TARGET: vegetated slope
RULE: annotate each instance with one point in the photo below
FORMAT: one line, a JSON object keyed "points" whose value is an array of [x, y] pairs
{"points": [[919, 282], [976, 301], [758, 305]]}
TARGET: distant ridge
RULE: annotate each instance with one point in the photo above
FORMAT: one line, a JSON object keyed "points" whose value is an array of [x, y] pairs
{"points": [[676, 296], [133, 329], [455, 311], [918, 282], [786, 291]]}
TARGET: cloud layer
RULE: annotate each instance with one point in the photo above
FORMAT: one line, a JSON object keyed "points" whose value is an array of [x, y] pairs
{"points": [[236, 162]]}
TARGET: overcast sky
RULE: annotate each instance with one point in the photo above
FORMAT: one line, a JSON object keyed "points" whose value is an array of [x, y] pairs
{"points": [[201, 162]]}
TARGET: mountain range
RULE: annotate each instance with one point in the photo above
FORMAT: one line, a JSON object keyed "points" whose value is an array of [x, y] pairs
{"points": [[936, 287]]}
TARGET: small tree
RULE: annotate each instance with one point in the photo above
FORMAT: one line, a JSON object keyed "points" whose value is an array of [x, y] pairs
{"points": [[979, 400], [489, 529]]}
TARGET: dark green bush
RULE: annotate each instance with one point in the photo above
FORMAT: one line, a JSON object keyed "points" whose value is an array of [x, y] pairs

____________

### AUFGABENSTELLUNG
Entnimm der Auflistung sämtliche Zeilen und gib sie unverändert wieder.

### LÖSUNG
TARGET: vegetated slope
RULE: annotate each instance with one point in the photo below
FORMAT: one line, a JSON object keyed "points" whose value is an array of [x, y] pairs
{"points": [[919, 282], [976, 301], [758, 305]]}
TARGET: distant ridge
RULE: annotate each instance with one point in the photo above
FORMAT: one line, a JSON object keyed "points" whose value is an array of [x, y] pairs
{"points": [[676, 296], [133, 329], [455, 311], [918, 282], [786, 291]]}
TARGET: cloud layer
RULE: annotate each instance with one point in the photo above
FORMAT: one line, a JSON object keyed "points" whose value is an array of [x, y] pairs
{"points": [[236, 162]]}
TARGET: overcast sky
RULE: annotate each instance with one point in the photo above
FORMAT: one line, a JSON object keyed "points" whose value is an array of [x, y] pairs
{"points": [[201, 162]]}
TARGET: mountain range
RULE: annotate each instance with one point in the photo above
FORMAT: one line, a JSON object keyed "points" whose value is an array of [x, y] pairs
{"points": [[936, 287]]}
TARGET: small tree
RULE: annotate each instance with one point in the photo above
FORMAT: one line, a JSON object keyed "points" whose value is an array of [x, y] pairs
{"points": [[979, 400], [489, 529]]}
TARGET: dark green bush
RULE: annotate each instance with one point in the photo above
FORMAT: one line, a JSON object keyed "points" whose value is an array of [x, y] pairs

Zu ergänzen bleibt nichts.